▶ _Directive A_
Answer these questions about the forum thread on settings, one per line:
(i) What menu path did SGilbert give for editing a signature?
(ii) According to Cheryl's second post, why was the signature option missing for Dyldjian?
(iii) What minimum number of posts did ElDiabloConCaca recall?

▶ _Document segment_

# # #

# Settings



## Ferdinand (Sep 18, 2006)

Ok, I know where account settings are and I can view them, but how can I change them??? And where can I change my signature etc.??
Thanks!

PS: Not used to the new site...

EDIT: Found them! I am sooo blind!, they were right in front of my eyes!


----------



## Cheryl (Sep 19, 2006)

User CP --- for those with the same question.


----------



## Dyldjian (Aug 9, 2009)

Ok, it seems I'm a complete idiot but, I have to ask. I think ive clicked on every link down the left hand side of User CP and I still can't find where to change my signature.. where am I going wrong?


----------



## SGilbert (Aug 9, 2009)

User CP-->Settings & Options-->Edit Signature


----------



## Dyldjian (Aug 9, 2009)

nope, that option is not there. under settings and options all i have is:

Edit Avatar
Edit Email & Password
Edit Options
Edit Ignore List

why isnt it there?

and yes ive looked in all of them and there is no mention of edit signature in any of them.


----------



## icemanjc (Aug 9, 2009)

Here, just click on this.


----------



## Cheryl (Aug 10, 2009)

Dyldjian, 
It's not there because of your post count. We had to create a minimum post count before members can have access to creating a signature. 
What is the number, you ask? Good question, because I can't remember.


----------



## ElDiabloConCaca (Aug 10, 2009)

If I remember correctly, it's 20 or 30 posts.


----------



## Satcomer (Aug 10, 2009)

ElDiabloConCaca said:


> If I remember correctly, it's 20 or 30 posts.



Plus it is there to stop "tech vampires" who just post one or twice. Most messages boards have similar things to this function here.


----------

# # #

▶ _Information given_
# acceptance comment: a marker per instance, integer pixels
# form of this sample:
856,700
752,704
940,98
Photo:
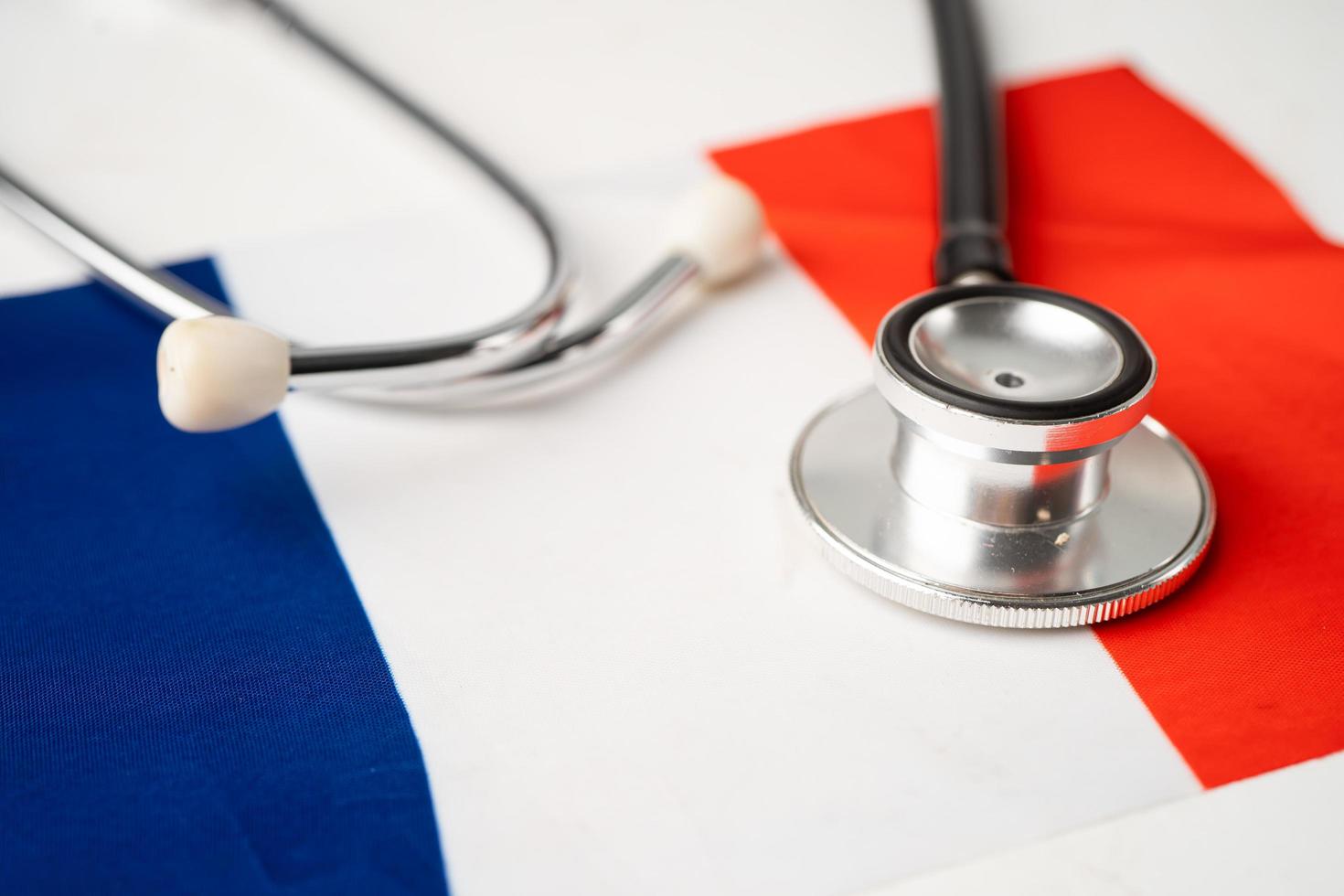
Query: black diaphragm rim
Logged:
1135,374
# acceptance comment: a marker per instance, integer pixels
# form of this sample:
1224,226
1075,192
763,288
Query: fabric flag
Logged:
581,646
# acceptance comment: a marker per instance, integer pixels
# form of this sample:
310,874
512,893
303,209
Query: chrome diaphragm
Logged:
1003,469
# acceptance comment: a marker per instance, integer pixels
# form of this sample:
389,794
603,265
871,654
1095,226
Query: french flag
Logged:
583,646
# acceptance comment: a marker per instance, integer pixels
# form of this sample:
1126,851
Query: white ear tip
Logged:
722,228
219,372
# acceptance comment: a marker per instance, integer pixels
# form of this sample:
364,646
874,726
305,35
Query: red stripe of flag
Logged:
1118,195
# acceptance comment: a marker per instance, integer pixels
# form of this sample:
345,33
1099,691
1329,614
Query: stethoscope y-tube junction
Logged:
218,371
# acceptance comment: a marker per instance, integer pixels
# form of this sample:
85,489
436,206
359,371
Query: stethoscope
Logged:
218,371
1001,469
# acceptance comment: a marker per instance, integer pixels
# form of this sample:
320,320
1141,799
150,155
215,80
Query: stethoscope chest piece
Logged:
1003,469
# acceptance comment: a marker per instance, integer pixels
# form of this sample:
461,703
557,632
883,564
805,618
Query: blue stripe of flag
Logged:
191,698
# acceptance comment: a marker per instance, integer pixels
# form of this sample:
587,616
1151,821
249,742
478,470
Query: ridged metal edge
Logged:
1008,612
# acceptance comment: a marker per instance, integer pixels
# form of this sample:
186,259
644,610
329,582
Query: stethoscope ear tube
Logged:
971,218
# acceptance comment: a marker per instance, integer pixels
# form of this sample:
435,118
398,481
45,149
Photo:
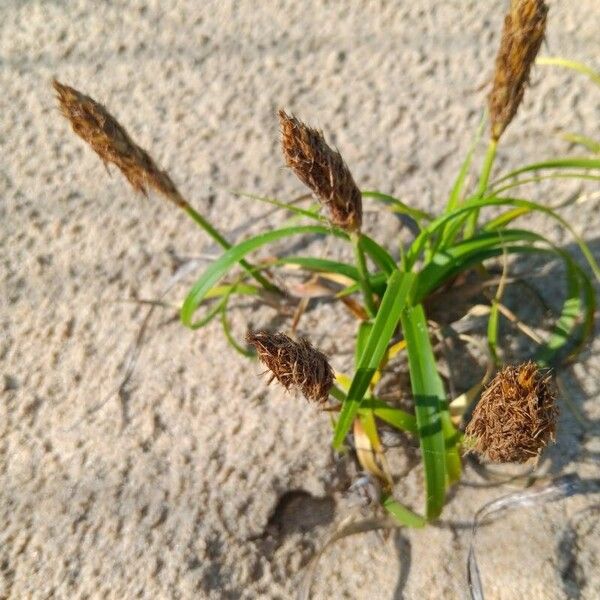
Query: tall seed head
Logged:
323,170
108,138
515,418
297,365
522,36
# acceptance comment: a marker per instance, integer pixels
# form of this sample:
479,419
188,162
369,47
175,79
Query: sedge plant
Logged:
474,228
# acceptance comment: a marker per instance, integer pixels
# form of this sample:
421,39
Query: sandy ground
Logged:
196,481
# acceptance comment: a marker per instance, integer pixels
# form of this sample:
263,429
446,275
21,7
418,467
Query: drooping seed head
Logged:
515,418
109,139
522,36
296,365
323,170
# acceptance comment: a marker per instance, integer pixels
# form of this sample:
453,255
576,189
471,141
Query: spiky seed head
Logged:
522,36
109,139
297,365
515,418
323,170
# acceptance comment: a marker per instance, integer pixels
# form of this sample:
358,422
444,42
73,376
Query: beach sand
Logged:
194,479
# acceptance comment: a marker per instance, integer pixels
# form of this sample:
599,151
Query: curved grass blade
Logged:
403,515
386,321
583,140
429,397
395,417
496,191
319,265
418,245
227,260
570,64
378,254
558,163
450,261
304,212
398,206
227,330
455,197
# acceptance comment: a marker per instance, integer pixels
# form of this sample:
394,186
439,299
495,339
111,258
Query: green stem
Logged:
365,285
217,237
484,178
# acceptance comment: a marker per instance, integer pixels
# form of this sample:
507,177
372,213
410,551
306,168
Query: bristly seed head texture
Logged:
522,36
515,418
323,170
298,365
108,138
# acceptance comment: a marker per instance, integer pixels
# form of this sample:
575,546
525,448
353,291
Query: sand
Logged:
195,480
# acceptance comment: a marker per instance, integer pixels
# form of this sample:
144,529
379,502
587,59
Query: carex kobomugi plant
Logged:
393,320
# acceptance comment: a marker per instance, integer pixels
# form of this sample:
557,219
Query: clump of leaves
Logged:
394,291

# # #

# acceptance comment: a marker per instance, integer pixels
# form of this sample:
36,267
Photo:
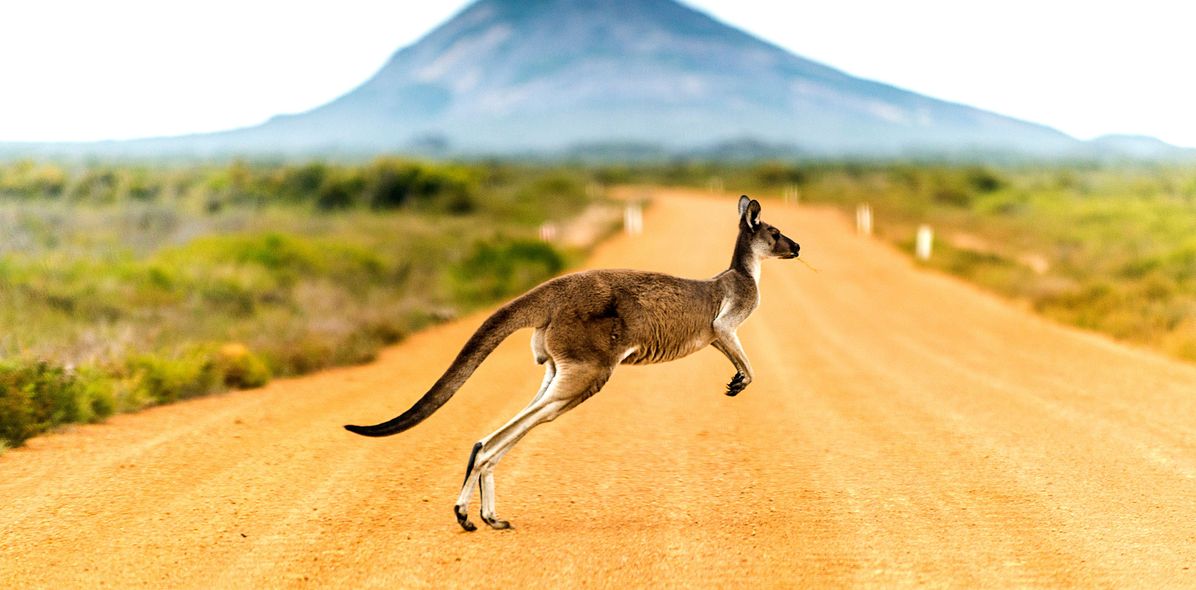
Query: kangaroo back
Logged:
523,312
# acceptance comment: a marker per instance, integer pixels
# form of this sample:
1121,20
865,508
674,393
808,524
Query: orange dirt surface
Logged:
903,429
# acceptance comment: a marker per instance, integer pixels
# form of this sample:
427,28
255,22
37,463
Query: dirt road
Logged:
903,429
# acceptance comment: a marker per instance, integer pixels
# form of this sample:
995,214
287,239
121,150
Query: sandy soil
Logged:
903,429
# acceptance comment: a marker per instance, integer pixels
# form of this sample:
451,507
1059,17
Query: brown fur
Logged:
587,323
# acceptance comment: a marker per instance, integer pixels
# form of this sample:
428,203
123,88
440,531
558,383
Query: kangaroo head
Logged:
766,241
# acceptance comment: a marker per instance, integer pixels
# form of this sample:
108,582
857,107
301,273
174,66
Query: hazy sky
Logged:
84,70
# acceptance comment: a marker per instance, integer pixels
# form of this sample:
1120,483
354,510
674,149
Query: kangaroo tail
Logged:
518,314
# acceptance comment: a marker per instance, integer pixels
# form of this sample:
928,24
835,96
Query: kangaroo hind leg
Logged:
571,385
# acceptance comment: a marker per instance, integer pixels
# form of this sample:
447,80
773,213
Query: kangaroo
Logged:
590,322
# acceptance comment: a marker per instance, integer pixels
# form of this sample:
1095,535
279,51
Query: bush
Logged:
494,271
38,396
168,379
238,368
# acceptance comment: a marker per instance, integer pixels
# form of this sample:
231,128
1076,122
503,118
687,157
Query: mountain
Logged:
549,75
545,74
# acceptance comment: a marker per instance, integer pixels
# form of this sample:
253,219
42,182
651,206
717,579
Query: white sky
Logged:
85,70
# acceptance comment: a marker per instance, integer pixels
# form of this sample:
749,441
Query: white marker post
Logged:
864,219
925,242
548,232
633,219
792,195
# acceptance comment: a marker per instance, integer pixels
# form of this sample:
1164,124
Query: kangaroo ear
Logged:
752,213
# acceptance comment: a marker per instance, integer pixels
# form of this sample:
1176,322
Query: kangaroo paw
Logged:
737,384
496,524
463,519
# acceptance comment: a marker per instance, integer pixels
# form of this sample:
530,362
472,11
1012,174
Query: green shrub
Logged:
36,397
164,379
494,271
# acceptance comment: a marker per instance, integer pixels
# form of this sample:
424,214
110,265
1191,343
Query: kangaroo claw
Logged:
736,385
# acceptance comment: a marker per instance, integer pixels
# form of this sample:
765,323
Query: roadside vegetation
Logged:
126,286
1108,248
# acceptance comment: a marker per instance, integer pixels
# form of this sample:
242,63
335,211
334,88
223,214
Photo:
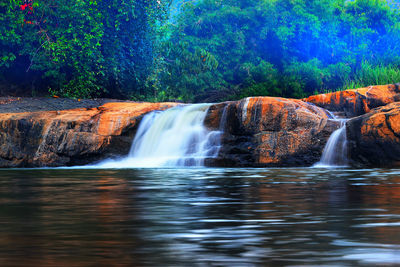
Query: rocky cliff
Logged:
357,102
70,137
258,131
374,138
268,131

# # #

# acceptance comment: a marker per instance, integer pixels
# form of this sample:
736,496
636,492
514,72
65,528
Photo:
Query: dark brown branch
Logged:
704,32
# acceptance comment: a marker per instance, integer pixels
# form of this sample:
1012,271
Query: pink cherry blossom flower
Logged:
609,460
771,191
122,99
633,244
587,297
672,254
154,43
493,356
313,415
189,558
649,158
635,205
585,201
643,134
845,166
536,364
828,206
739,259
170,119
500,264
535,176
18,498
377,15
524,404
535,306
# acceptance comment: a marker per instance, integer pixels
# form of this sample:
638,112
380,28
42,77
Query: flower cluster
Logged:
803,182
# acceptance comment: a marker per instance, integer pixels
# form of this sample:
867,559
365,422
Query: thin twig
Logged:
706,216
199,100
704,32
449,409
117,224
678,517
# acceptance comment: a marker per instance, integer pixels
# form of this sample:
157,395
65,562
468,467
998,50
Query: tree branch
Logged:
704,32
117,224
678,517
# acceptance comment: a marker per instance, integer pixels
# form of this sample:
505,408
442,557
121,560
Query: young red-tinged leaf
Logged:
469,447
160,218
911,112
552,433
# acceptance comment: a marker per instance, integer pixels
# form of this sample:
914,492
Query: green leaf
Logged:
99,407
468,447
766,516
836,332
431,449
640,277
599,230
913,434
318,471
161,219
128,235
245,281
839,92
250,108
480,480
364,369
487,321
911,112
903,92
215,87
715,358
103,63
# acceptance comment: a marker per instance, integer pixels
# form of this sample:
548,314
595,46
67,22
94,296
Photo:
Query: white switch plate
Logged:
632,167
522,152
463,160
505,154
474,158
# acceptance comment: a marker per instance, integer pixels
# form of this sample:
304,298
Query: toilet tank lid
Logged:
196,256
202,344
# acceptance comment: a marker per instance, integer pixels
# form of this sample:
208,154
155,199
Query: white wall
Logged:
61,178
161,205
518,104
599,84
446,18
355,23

# # #

▶ _Directive B_
Which lines in the records contain the string "head"? Pick out each of them in full.

▶ _Exercise solution A_
(i) User CP, then Settings & Options, then Edit Signature.
(ii) Because of Dyldjian's post count: members must reach a minimum post count before they can create a signature.
(iii) 20 or 30 posts.

▶ _Exercise solution B_
Query: tall seed head
Query: drooping seed head
Query: spiky seed head
Query: bristly seed head texture
Query: kangaroo head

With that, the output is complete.